[Opening Data section]
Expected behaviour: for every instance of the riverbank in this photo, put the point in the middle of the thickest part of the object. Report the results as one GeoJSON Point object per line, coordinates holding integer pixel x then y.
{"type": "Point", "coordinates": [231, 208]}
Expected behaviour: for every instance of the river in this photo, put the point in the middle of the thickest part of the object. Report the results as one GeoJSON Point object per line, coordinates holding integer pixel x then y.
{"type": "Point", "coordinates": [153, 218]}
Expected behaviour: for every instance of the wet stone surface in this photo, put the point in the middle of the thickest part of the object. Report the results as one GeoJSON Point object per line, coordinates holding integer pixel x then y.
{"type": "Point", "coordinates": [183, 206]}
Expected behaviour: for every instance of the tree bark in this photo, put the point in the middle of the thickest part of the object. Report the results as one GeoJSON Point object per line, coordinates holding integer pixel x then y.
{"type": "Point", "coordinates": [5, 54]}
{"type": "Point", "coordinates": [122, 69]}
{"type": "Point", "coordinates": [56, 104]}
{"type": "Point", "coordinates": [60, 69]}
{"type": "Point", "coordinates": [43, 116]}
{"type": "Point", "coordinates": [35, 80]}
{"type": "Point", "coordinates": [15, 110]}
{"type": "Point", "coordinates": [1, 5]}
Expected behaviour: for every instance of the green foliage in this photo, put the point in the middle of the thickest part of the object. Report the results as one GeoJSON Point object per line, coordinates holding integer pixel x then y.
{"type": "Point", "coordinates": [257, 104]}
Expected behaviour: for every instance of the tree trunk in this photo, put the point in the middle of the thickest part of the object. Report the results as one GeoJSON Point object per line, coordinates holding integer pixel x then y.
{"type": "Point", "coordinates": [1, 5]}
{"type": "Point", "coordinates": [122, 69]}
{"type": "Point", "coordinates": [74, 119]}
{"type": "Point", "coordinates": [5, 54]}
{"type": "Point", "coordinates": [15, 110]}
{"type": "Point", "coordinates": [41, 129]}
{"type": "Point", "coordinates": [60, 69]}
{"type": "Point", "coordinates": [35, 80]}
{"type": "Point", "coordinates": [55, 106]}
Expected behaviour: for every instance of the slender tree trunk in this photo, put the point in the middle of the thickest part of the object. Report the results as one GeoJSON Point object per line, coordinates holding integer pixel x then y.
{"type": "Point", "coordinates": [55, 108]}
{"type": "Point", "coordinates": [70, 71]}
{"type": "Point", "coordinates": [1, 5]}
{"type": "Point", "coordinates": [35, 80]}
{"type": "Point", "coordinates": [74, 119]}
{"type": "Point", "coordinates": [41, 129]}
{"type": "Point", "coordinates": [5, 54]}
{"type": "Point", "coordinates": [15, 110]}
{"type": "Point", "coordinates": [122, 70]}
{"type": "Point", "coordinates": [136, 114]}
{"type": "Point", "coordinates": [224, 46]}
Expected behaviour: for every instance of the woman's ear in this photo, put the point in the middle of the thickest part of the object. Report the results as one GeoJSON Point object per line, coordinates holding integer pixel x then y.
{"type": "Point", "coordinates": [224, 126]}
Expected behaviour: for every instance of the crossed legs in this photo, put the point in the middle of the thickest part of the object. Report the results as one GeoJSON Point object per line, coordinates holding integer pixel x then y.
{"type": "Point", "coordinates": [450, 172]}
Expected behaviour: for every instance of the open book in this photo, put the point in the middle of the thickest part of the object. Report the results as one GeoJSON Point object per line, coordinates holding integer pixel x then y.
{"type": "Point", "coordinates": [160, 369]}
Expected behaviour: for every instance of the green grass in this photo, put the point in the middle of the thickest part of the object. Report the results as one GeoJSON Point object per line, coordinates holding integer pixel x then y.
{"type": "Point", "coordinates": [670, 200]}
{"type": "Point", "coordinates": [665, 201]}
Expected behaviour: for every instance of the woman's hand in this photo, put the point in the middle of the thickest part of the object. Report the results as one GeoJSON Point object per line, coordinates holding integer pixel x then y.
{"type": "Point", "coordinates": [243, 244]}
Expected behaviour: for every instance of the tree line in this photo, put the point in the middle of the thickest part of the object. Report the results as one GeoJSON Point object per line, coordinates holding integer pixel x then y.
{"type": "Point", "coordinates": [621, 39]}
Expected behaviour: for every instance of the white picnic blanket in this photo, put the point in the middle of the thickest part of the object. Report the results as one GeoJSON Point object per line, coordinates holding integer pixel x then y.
[Closing Data section]
Assignment
Every entry, from first to last, is to be reproduced exactly.

Written reply
Expected behaviour: for every instance of the riverbank in this photo, put the point in the middle of the thickest part of the object. Report the results as one GeoJSON Point object per line, coordinates holding integer pixel x then y.
{"type": "Point", "coordinates": [231, 208]}
Expected behaviour: for every instance of the river in this photo, put the point in the middle of the thickest part of the object. Report the results as one GeoJSON Point object per line, coordinates holding integer pixel x then y.
{"type": "Point", "coordinates": [153, 218]}
Expected behaviour: for every instance of the wet stone surface in this photo, put the point in the middle of the thickest part of the object. Report the results as one GeoJSON Point object per line, coordinates holding integer pixel x then y.
{"type": "Point", "coordinates": [183, 206]}
Expected behaviour: for every instance of the tree bark in this photo, put the point in the middle of the thickest part of the object. Report the results as one GeoJSON Point object per line, coordinates holding integer pixel x then y.
{"type": "Point", "coordinates": [5, 54]}
{"type": "Point", "coordinates": [122, 69]}
{"type": "Point", "coordinates": [56, 104]}
{"type": "Point", "coordinates": [60, 69]}
{"type": "Point", "coordinates": [43, 116]}
{"type": "Point", "coordinates": [35, 80]}
{"type": "Point", "coordinates": [15, 110]}
{"type": "Point", "coordinates": [1, 5]}
Expected behaviour: for every instance of the green foliage in this photo, put the point in the middle of the thickest part of the object. Report the results as one GeoJSON Point object per line, coordinates holding integer pixel x then y.
{"type": "Point", "coordinates": [257, 104]}
Expected behaviour: for every instance of the tree trunk in this photo, put the point in the middle of the thickest part of the object. Report the results as one GeoJSON Point object per line, coordinates holding integer pixel x then y.
{"type": "Point", "coordinates": [1, 5]}
{"type": "Point", "coordinates": [122, 69]}
{"type": "Point", "coordinates": [74, 119]}
{"type": "Point", "coordinates": [5, 54]}
{"type": "Point", "coordinates": [15, 110]}
{"type": "Point", "coordinates": [41, 129]}
{"type": "Point", "coordinates": [60, 69]}
{"type": "Point", "coordinates": [35, 80]}
{"type": "Point", "coordinates": [55, 106]}
Expected behaviour: for every instance of the slender tree trunk in this photo, put the point in the middle of the thickest part of the object. Report the results as one GeoJSON Point object per line, coordinates holding integer pixel x then y.
{"type": "Point", "coordinates": [55, 108]}
{"type": "Point", "coordinates": [70, 71]}
{"type": "Point", "coordinates": [1, 5]}
{"type": "Point", "coordinates": [35, 80]}
{"type": "Point", "coordinates": [74, 119]}
{"type": "Point", "coordinates": [41, 129]}
{"type": "Point", "coordinates": [5, 54]}
{"type": "Point", "coordinates": [15, 110]}
{"type": "Point", "coordinates": [122, 70]}
{"type": "Point", "coordinates": [136, 114]}
{"type": "Point", "coordinates": [224, 46]}
Expected behaviour: for every instance of the woman's ear in this photo, put the point in the middle of the thickest part of the object. Report the results as one GeoJSON Point object per line, coordinates holding integer pixel x then y.
{"type": "Point", "coordinates": [224, 126]}
Expected behaviour: for every instance of the crossed legs in this photo, put the point in the middle of the thickest part of the object. Report the results as one GeoJSON Point object per line, coordinates holding integer pixel x then y.
{"type": "Point", "coordinates": [450, 172]}
Expected behaviour: for every instance of the open book in this photo, put the point in the middle of the thickest part of the object. Report the results as one GeoJSON Point object per line, coordinates holding integer pixel x then y.
{"type": "Point", "coordinates": [160, 369]}
Expected behaviour: for every instance of the green grass in this photo, put the point in the middle of the thickest part of the object. Report the results as one GeoJSON Point object per line, coordinates holding integer pixel x then y.
{"type": "Point", "coordinates": [670, 200]}
{"type": "Point", "coordinates": [665, 201]}
Expected behaviour: for every instance of the woman's hand in this photo, put the point in the middle of the thickest part of the object. Report the results as one GeoJSON Point object per line, coordinates holding integer pixel x then y.
{"type": "Point", "coordinates": [243, 244]}
Expected behaviour: for every instance of the tree line in this photo, put the point in the middle of the thickest part of the object. Report the results as one GeoJSON Point object per line, coordinates holding integer pixel x then y.
{"type": "Point", "coordinates": [621, 39]}
Expected behaviour: for every instance of the white picnic blanket in this photo, put the point in the middle of the thickest part of the object. Report the results as one GeoJSON Point object per line, coordinates holding integer pixel x then y.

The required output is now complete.